What the task asks >> Copy out all of the lines below word for word, without changing a single character.

Dataset extract >>
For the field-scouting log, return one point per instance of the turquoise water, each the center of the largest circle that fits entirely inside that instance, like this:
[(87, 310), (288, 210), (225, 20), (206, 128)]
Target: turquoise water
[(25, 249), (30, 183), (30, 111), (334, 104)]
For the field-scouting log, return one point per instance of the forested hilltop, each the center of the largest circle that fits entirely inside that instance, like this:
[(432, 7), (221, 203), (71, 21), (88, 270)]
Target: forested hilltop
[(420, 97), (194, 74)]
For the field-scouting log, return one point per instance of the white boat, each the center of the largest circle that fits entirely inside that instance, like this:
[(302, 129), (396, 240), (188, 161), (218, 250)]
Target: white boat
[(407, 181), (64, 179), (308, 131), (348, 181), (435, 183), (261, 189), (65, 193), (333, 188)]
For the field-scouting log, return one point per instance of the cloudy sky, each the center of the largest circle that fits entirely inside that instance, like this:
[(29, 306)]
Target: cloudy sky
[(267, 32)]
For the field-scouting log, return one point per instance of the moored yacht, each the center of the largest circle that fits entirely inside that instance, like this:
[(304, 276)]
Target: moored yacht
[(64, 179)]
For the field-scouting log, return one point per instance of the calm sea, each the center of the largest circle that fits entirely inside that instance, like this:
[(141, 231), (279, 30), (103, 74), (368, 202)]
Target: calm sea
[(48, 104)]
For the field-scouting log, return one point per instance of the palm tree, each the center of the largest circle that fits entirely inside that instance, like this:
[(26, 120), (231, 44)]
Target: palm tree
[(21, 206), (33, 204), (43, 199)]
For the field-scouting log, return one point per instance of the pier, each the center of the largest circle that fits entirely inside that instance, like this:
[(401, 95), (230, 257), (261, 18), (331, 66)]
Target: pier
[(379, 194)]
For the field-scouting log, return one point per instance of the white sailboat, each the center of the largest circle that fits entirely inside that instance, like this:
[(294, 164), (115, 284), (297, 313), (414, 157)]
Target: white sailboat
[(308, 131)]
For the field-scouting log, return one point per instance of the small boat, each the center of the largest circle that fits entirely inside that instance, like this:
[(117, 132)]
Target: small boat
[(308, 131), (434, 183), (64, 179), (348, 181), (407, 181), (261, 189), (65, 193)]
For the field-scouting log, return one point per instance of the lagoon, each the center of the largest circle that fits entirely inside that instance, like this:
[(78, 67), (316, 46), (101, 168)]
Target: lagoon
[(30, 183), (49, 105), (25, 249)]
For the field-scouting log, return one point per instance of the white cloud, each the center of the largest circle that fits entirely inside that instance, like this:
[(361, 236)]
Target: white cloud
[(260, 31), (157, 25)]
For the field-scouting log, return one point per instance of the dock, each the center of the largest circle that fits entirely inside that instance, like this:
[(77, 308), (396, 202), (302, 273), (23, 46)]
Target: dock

Expected output >>
For the field-scouting log, return one point per instance of the turquoise water, each the center of the largest circle that fits entirely inside that instance, like this:
[(87, 310), (288, 210), (225, 20), (206, 128)]
Target: turquoise water
[(25, 249), (30, 183), (30, 111), (334, 104)]
For the field-scouting log, return one point per instance of the forested hilltop, each the center of the largest circle that fits entirely inside that instance, like this:
[(432, 7), (221, 203), (71, 21), (88, 270)]
Target: forested hilltop
[(420, 97), (194, 74)]
For the field-scouting log, return one point per instance of the white boat, each the center of the largest circle that fits entirely inside that instance, like this:
[(302, 129), (396, 240), (188, 161), (218, 250)]
Target: white boat
[(407, 181), (64, 179), (308, 131), (348, 181), (435, 183), (261, 189), (65, 193), (333, 188)]
For the field-scouting log, return one point per instance of the cloudy sky, each the center of the largest circle that fits entirely inside that instance, like this:
[(29, 306)]
Target: cloudy sky
[(267, 32)]
For the field-scouting log, return one point per instance of the moored yacht, each the center of the largest circle that fits entirely inside that instance, like this:
[(304, 276)]
Target: moored yacht
[(64, 179)]
For the field-scouting log, return one point per instance of the calm sea, each the center of the largest circle that fits entirely inside that instance, like this:
[(141, 231), (279, 30), (103, 74), (368, 202)]
Target: calm sea
[(48, 104)]
For the field-scouting log, return one point per instance of the palm tree, each the center of the largest circle that fits entirely inside that instance, like this:
[(26, 120), (231, 44)]
Target: palm tree
[(21, 206), (33, 204), (43, 199)]
For the field-scouting log, return one point per instance of the pier, each the center of the largest circle that fits entirely inside that instance, like this:
[(401, 95), (230, 257), (261, 18), (331, 66)]
Target: pier
[(379, 194)]
For the field-scouting log, return one point per instance of the white sailboat, each the center of the largest circle that fits entirely inside that instance, like this:
[(294, 164), (115, 284), (297, 313), (414, 157)]
Target: white sailboat
[(308, 131)]
For the field-scouting log, return one point per instance of the small boat, each the center of the largest circle that fits entirely inside that instance, like this:
[(117, 132)]
Target: small boat
[(308, 131), (434, 183), (64, 179), (348, 181), (407, 181), (261, 189), (65, 193)]
For the field-scouting log, return one point per instance of the lagoon, each the center of the largest circle that fits entirely inside that instance, like this:
[(78, 67), (316, 46), (101, 168)]
Target: lagoon
[(30, 183), (49, 105), (25, 249)]
For the field-scouting log, return one point per instance of the white cloud, each the center of the largest circle that fits entirely inside that instance, like this:
[(361, 236)]
Target: white cloud
[(260, 31), (157, 25)]
For the field-scouting log, return one point per instance of the dock, each the center of the largest circle that fits entirely inside that instance, like this:
[(77, 308), (396, 202), (302, 273), (23, 46)]
Target: dock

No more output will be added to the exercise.